EXCERPT TO READ
AWS Messaging & Targeting Blog

How to use SES Mail Manager SMTP Relay action to deliver inbound email to Google Workspace and Microsoft 365

Introduction

Customers often ask us if the Amazon Simple Email Service (SES) inbound capabilities they use with applications hosted on AWS infrastructure can also be used to process and automate employee email hosted on public services like Google Workspace and Microsoft 365. The answer has typically been “yes, but with some limitations”, as until now, SES inbound has been somewhat constrained by the fact that it didn’t support relaying messages for an existing domain. This limitation makes it very difficult to fully manage email flows across hybrid email environments.

Such conversations led the SES team to create Amazon Simple Email Service (SES) Mail Manager which offers a set of capabilities that simplify managing large volumes of email communications within an organization. Mail Manager’s rules set conditions and actions can optimize routing for improved delivery and communication flow, both for incoming and outgoing emails. Mail Manager’s email security features can be augmented by optional add-ons from industry-leading, vetted third-party providers. Flexible archiving features help organizations meet stringent compliance and record-keeping requirements.

In this blog, we position Mail Manager as a central ingress gateway for a fictitious company, Nutrition.co, that is based on real-world AWS customers. We discuss the customer challenges and explain how to configure Mail Manager’s SMTP Relay action to intercept, archive then deliver emails destined for employees’ Google Workspace hosted Gmail and Microsoft 365 hosted Exchange Online mailboxes. Similar mail flows can be used to process, automate and archive emails destined for their AWS hosted apps.

INFORMATION PROVIDED
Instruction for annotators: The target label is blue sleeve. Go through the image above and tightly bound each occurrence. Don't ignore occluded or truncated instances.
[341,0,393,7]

SHORT EXERCISE
Please repeat, word for word, the stretch of the SES Mail Manager post from "How to use SES" through "hybrid email environments.". The data comes from a source separate from the SES Mail Manager post.

TASK OUTPUT
How to use SES Mail Manager SMTP Relay action to deliver inbound email to Google Workspace and Microsoft 365

Introduction

Customers often ask us if the Amazon Simple Email Service (SES) inbound capabilities they use with applications hosted on AWS infrastructure can also be used to process and automate employee email hosted on public services like Google Workspace and Microsoft 365. The answer has typically been “yes, but with some limitations”, as until now, SES inbound has been somewhat constrained by the fact that it didn’t support relaying messages for an existing domain. This limitation makes it very difficult to fully manage email flows across hybrid email environments.